Stated goal
Give the items from the start through the line containing "<point>713,394</point>" as a two-column CSV with columns item_text and answer, one row per item. Put each field in quotes, replace line breaks with spaces, and leave out the pictures.

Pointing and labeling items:

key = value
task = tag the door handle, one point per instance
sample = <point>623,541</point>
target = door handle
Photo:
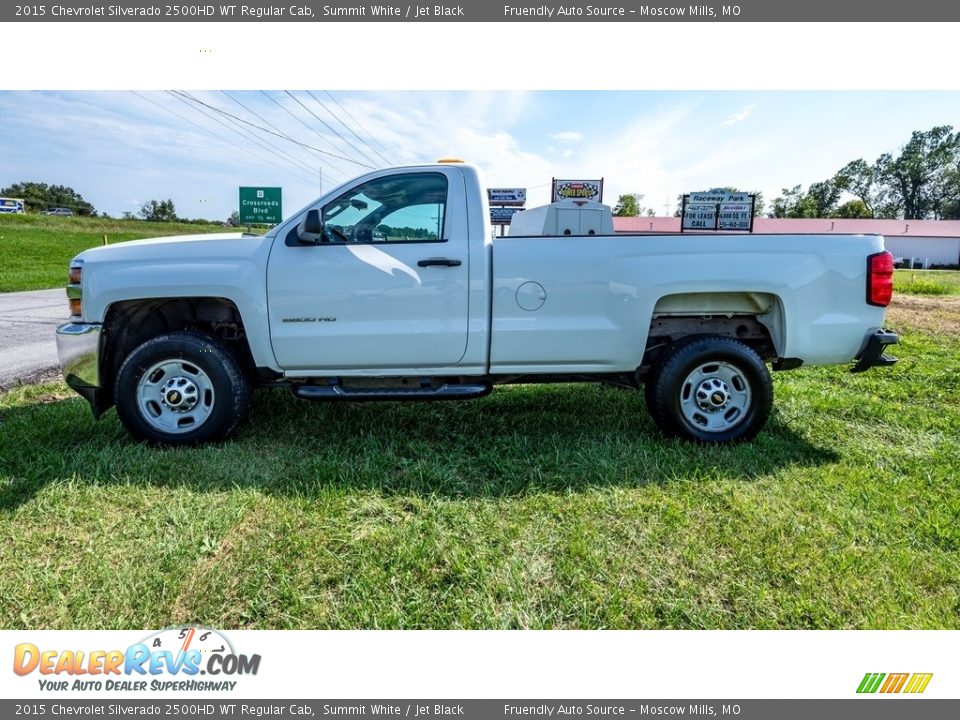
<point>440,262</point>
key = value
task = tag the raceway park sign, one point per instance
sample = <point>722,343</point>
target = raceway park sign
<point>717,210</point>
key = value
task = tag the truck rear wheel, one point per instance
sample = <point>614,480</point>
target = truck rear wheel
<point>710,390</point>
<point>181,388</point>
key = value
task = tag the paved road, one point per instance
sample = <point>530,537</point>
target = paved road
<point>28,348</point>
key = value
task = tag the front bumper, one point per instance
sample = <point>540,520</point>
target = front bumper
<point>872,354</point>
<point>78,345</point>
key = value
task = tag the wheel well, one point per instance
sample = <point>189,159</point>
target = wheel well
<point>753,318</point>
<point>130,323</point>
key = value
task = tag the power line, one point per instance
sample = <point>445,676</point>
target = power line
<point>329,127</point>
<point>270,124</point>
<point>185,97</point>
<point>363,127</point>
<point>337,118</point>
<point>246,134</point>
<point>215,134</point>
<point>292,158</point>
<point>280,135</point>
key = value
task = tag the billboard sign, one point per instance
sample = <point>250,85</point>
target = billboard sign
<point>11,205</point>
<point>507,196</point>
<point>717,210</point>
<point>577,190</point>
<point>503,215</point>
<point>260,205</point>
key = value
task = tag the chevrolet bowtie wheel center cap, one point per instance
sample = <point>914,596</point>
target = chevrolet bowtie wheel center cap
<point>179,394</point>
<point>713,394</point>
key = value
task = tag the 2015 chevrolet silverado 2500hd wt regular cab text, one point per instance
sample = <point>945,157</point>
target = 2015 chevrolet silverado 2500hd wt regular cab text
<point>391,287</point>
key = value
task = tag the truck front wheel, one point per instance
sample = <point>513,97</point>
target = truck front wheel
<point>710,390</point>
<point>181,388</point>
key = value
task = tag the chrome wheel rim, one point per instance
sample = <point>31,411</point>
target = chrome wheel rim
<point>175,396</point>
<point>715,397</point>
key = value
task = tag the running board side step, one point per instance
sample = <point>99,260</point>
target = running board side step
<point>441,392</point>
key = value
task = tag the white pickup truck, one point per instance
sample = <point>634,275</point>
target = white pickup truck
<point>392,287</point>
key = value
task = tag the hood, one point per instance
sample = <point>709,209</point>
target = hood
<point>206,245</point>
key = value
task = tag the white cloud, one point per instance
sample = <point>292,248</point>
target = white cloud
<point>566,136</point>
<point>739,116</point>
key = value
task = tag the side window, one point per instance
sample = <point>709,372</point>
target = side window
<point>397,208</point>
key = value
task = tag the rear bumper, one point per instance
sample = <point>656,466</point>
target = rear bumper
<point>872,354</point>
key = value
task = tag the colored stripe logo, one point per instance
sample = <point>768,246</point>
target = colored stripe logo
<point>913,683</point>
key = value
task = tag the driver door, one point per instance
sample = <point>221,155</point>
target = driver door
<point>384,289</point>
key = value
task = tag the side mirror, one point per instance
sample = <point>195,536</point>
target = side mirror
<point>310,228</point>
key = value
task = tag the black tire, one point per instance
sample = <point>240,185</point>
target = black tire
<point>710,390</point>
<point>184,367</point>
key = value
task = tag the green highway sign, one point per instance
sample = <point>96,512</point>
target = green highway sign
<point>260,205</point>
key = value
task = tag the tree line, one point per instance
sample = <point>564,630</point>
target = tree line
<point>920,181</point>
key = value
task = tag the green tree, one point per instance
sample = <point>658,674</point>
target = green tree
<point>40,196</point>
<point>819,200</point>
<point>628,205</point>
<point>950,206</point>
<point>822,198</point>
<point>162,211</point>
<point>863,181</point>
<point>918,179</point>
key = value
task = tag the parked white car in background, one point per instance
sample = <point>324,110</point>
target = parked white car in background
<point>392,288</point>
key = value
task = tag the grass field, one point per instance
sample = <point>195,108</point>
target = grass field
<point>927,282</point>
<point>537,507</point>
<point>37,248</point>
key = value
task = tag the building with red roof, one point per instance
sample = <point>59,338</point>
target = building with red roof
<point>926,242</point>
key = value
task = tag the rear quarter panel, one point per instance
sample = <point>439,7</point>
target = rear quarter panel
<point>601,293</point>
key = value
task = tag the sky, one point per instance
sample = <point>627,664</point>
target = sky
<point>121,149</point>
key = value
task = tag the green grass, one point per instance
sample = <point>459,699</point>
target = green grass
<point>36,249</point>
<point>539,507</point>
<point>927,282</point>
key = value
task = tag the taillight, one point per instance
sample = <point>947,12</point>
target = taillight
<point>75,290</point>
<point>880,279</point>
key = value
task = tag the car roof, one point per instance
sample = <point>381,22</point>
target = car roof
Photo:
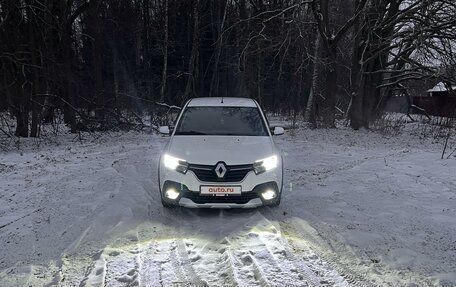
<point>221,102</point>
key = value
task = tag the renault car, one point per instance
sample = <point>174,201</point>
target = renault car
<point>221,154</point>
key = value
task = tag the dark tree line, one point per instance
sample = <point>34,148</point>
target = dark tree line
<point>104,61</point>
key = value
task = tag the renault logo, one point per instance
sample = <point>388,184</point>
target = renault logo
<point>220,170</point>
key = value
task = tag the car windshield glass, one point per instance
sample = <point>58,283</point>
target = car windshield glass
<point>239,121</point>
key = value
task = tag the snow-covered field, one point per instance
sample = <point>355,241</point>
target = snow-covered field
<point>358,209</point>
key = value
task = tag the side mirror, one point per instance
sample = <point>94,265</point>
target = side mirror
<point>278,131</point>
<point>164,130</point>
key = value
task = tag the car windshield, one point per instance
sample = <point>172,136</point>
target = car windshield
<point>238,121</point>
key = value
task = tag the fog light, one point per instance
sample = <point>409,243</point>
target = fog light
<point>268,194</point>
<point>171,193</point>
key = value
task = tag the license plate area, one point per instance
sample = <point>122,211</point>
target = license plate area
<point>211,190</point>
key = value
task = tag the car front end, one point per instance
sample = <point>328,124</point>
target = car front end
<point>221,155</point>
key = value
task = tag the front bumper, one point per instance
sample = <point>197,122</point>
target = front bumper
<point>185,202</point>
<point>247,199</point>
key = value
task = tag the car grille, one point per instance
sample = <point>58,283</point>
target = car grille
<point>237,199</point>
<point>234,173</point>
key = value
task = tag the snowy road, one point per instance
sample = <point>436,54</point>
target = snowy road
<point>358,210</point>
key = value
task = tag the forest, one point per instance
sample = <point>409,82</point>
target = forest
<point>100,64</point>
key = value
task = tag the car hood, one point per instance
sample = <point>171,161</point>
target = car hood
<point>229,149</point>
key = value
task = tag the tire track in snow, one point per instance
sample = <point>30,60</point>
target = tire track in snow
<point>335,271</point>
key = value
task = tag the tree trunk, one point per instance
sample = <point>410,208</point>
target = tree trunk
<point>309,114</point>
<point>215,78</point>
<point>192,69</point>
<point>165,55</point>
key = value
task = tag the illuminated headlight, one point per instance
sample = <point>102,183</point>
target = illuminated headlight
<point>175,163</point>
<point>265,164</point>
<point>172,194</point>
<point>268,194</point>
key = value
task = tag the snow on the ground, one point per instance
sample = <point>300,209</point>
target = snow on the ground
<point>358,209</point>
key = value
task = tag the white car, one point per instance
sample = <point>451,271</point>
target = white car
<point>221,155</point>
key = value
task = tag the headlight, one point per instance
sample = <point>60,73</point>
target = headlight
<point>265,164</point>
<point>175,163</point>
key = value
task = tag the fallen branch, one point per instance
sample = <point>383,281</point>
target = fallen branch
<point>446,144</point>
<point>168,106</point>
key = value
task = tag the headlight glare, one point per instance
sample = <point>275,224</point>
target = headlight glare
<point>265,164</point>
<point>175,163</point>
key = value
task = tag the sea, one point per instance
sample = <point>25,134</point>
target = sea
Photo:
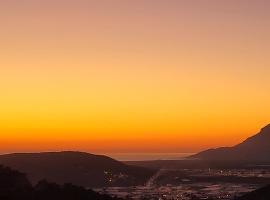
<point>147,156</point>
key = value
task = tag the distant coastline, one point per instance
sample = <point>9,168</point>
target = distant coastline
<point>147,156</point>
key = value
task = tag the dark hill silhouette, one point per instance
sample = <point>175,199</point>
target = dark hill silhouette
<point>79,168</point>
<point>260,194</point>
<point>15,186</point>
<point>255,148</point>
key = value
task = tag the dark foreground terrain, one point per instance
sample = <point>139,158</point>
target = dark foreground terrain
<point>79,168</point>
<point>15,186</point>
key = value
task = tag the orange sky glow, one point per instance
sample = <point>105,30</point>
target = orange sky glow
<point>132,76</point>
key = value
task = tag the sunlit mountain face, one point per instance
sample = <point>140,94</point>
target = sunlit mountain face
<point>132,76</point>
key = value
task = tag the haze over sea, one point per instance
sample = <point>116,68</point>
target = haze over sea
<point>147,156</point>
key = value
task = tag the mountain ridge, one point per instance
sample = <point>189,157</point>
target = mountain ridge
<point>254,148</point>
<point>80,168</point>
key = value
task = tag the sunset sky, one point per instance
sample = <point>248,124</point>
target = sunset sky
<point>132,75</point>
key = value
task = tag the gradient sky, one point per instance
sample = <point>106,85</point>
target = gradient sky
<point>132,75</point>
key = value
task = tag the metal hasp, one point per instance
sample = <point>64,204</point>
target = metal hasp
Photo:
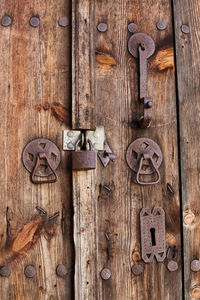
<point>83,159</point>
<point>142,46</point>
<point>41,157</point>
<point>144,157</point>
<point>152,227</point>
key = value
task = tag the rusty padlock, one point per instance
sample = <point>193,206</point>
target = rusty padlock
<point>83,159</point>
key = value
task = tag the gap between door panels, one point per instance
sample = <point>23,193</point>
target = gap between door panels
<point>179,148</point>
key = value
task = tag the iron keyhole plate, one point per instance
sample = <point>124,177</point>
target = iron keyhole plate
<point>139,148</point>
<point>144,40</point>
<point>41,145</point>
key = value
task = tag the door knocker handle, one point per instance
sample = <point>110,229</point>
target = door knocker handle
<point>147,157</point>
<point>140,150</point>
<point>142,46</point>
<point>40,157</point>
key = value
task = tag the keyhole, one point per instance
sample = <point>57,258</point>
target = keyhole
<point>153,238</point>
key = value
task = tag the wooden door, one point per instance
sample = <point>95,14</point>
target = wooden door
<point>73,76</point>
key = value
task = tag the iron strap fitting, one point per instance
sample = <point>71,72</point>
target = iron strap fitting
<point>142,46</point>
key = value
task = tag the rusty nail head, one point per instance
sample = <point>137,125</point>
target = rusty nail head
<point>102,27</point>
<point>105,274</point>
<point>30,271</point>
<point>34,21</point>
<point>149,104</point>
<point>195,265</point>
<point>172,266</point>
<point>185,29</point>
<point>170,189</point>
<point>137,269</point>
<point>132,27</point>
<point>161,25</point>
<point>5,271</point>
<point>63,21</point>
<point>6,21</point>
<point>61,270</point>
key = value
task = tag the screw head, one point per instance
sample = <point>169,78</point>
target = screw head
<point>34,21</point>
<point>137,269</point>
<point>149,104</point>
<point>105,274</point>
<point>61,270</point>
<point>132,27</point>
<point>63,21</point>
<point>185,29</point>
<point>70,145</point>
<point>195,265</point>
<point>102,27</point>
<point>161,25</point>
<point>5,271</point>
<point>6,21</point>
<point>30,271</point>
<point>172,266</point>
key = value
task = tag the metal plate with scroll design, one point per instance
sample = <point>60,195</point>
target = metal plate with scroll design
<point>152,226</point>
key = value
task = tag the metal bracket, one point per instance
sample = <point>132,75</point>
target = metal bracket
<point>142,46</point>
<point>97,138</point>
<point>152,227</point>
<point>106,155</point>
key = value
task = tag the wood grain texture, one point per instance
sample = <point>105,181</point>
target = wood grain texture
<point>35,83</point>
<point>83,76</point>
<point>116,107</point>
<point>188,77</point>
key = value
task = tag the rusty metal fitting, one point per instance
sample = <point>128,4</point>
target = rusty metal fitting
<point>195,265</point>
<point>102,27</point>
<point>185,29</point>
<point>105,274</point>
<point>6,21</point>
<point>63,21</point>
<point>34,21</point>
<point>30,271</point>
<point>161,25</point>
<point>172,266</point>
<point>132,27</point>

Output for this task
item_text,answer
"key = value task = tag the door handle, one point per instance sample = <point>623,541</point> target = door handle Photo:","<point>440,262</point>"
"key = value task = tag the raceway park sign, one point per instance sample = <point>722,343</point> target = raceway park sign","<point>717,210</point>"
"key = value task = tag the truck rear wheel, one point per instance sample = <point>614,480</point> target = truck rear wheel","<point>710,390</point> <point>181,388</point>"
"key = value task = tag the paved road, one point per instance sample = <point>530,537</point> target = paved road","<point>28,348</point>"
"key = value task = tag the front bumper, one point per instance sample = <point>540,520</point> target = front bumper","<point>872,354</point> <point>78,345</point>"
"key = value task = tag the wheel well, one point per instance sample = <point>189,159</point> target = wheel well","<point>753,318</point> <point>130,323</point>"
"key = value task = tag the power line, one point per instance sample = <point>445,676</point> target = power line","<point>329,127</point> <point>270,124</point> <point>185,97</point> <point>363,127</point> <point>337,118</point> <point>246,134</point> <point>215,134</point> <point>292,158</point> <point>280,135</point>"
"key = value task = tag the billboard sign, one point per instance sample = <point>250,85</point> target = billboard sign","<point>11,205</point> <point>507,196</point> <point>717,210</point> <point>577,190</point> <point>503,215</point> <point>260,205</point>"
"key = value task = tag the chevrolet bowtie wheel center cap, one point per instance sample = <point>914,596</point> target = chevrolet bowtie wheel center cap","<point>179,394</point> <point>713,394</point>"